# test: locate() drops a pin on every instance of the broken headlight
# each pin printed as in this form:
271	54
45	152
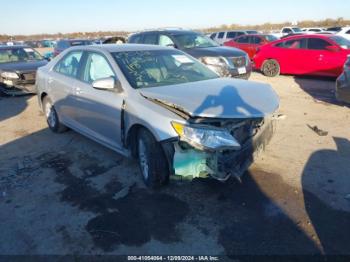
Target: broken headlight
204	138
9	75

※

* **REQUIREMENT**:
Would you return the data above exactly as written, minus the images?

* **REPLY**:
# test: locate() drops a pin on every instance of the broken headlight
# each pin printed as in this form:
271	54
45	152
Target: broken headlight
204	138
9	75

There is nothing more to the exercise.